Your task is to return the span of lines beginning at the one with "Produce ground-truth annotations for the garden" and ending at the last line of the data, exactly as it stands.
Exercise material section start
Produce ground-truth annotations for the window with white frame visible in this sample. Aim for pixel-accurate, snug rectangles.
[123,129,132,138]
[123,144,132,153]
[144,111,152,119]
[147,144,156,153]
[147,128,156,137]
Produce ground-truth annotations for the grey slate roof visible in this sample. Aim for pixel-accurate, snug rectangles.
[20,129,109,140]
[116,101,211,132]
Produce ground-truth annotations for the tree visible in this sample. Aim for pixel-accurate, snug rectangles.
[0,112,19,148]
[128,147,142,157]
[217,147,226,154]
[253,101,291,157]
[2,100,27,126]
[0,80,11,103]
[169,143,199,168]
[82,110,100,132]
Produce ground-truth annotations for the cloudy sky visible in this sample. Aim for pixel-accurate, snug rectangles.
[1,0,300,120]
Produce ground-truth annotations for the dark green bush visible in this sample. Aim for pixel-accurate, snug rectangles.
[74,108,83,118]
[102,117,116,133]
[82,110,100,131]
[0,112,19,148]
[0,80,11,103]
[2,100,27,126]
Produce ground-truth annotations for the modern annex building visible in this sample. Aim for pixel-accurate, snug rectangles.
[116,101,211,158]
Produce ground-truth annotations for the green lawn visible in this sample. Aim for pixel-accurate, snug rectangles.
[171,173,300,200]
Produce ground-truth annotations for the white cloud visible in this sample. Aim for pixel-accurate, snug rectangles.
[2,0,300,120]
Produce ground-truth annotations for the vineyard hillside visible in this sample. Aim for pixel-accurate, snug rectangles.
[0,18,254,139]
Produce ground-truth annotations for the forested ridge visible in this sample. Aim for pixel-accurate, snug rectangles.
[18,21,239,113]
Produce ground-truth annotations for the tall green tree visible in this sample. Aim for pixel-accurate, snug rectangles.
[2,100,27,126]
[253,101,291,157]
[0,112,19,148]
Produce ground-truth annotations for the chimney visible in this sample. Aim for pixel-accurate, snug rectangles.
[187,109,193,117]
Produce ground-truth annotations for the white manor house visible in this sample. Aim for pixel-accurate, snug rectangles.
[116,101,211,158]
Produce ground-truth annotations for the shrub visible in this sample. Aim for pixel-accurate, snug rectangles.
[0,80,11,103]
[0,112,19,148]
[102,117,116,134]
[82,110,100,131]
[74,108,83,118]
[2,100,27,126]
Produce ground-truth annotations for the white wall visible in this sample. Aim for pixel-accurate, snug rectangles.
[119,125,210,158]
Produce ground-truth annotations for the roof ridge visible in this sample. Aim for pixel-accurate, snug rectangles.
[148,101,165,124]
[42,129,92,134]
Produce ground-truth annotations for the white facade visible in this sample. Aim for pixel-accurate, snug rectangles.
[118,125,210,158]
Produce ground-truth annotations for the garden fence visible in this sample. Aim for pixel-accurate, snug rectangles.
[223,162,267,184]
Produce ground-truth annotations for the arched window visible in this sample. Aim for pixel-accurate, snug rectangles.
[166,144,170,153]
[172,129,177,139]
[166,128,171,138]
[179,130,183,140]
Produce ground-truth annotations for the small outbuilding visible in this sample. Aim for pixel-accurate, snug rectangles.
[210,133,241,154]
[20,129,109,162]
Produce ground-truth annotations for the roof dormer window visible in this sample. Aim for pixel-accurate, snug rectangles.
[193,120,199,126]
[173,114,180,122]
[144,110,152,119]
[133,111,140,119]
Exercise material section end
**Solution to this task**
Produce ground-truth annotations for the garden fence visible in this sample. Aim for pixel-accurate, snug rectangles.
[223,162,267,184]
Produce ground-truth annotations for the arched window visible in this sample. Aim for pixel-accurate, snug rectangles.
[166,144,170,153]
[172,129,177,139]
[166,128,171,138]
[179,130,183,140]
Produce ground-truth annotations for the small outbuilding visible in this sample. Aim for pixel-accurate, snug rectangles.
[210,133,241,154]
[20,129,109,162]
Produce ground-truth annotations for the roof dormer window visible in this sample. Aim for pixel-accurate, snug rectangles.
[193,120,199,126]
[173,114,180,122]
[144,110,152,119]
[133,111,140,119]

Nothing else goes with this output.